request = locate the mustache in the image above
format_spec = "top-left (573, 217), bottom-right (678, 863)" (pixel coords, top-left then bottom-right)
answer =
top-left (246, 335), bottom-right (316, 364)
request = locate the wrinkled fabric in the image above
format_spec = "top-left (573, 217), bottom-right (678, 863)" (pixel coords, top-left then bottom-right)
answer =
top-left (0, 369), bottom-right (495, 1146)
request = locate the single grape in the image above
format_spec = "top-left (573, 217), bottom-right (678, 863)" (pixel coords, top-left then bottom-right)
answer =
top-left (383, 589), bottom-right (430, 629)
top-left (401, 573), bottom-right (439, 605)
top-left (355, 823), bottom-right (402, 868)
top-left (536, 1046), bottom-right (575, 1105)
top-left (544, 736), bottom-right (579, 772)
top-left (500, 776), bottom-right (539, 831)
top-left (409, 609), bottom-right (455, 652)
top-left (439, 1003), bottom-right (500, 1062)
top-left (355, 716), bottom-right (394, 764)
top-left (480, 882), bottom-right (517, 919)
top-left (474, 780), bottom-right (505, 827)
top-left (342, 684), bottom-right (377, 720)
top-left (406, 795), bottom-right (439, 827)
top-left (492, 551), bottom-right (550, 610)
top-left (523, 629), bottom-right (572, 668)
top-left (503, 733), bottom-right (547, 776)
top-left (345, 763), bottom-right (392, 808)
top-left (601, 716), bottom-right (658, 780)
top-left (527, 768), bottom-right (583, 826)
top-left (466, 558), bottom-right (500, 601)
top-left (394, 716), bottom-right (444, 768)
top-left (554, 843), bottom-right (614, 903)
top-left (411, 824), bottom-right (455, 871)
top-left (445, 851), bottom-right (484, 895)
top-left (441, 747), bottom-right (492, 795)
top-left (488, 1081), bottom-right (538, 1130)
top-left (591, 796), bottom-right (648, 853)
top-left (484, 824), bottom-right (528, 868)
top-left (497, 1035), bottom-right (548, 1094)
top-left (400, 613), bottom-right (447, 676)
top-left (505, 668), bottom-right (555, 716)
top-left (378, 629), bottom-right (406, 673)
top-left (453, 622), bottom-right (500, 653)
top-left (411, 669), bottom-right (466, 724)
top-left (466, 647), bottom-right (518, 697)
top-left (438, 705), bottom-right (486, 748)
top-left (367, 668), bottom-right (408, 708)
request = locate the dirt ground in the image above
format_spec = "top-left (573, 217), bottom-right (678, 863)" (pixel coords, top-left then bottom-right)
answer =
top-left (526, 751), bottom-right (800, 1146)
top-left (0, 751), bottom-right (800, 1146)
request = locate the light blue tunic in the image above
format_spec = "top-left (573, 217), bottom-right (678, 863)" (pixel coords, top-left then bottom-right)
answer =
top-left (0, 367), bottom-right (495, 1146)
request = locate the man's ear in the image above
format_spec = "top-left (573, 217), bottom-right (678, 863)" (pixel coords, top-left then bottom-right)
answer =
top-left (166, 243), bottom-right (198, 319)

========

[Stated exercise]
Recast every one of the rows above as a numbered list, skipping any blank lines.

[Reply to the exercise]
1. request = locate the mustache in the image above
2. format_spec = "top-left (573, 217), bottom-right (678, 863)" (pixel coords, top-left then bottom-right)
3. answer =
4. top-left (246, 335), bottom-right (316, 364)
5. request = locate the wrinkled fabric in the image above
6. format_spec = "top-left (573, 217), bottom-right (678, 863)" (pixel coords, top-left then bottom-right)
7. answer =
8. top-left (0, 369), bottom-right (495, 1146)
9. request = locate the single grape in the image above
10. format_spec = "top-left (573, 217), bottom-right (678, 863)" (pixel coords, top-left then bottom-right)
11. answer =
12. top-left (383, 589), bottom-right (430, 629)
13. top-left (401, 573), bottom-right (439, 605)
14. top-left (355, 823), bottom-right (402, 868)
15. top-left (536, 1046), bottom-right (575, 1105)
16. top-left (544, 736), bottom-right (579, 772)
17. top-left (500, 776), bottom-right (539, 831)
18. top-left (409, 609), bottom-right (455, 652)
19. top-left (439, 1003), bottom-right (500, 1062)
20. top-left (355, 716), bottom-right (394, 764)
21. top-left (480, 882), bottom-right (517, 919)
22. top-left (474, 780), bottom-right (505, 827)
23. top-left (342, 684), bottom-right (377, 720)
24. top-left (406, 795), bottom-right (439, 827)
25. top-left (492, 551), bottom-right (550, 610)
26. top-left (523, 629), bottom-right (572, 668)
27. top-left (503, 733), bottom-right (547, 776)
28. top-left (345, 763), bottom-right (392, 808)
29. top-left (601, 716), bottom-right (658, 780)
30. top-left (527, 768), bottom-right (583, 826)
31. top-left (466, 558), bottom-right (500, 601)
32. top-left (394, 716), bottom-right (444, 768)
33. top-left (554, 843), bottom-right (614, 903)
34. top-left (411, 824), bottom-right (455, 871)
35. top-left (445, 851), bottom-right (484, 895)
36. top-left (441, 747), bottom-right (492, 795)
37. top-left (488, 1081), bottom-right (538, 1130)
38. top-left (591, 796), bottom-right (648, 853)
39. top-left (484, 824), bottom-right (528, 868)
40. top-left (497, 1035), bottom-right (548, 1094)
41. top-left (400, 613), bottom-right (447, 676)
42. top-left (505, 668), bottom-right (555, 716)
43. top-left (378, 629), bottom-right (406, 673)
44. top-left (453, 622), bottom-right (500, 653)
45. top-left (411, 669), bottom-right (466, 724)
46. top-left (466, 647), bottom-right (518, 697)
47. top-left (438, 705), bottom-right (486, 748)
48. top-left (367, 668), bottom-right (408, 708)
49. request = locate the dirt ground in the image above
50. format_spec = "top-left (573, 217), bottom-right (678, 863)" (pixel coords, top-left then bottom-right)
51. answer =
52. top-left (526, 751), bottom-right (800, 1146)
53. top-left (0, 751), bottom-right (800, 1146)
54. request = locate the light blue tunic in the image above
55. format_spec = "top-left (573, 217), bottom-right (678, 863)" (pixel coords, top-left then bottom-right)
56. answer =
57. top-left (0, 367), bottom-right (495, 1146)
58. request = locate the man's ear in the image above
59. format_spec = "top-left (573, 217), bottom-right (678, 863)" (pixel coords, top-left then bottom-right)
60. answer =
61. top-left (166, 243), bottom-right (198, 319)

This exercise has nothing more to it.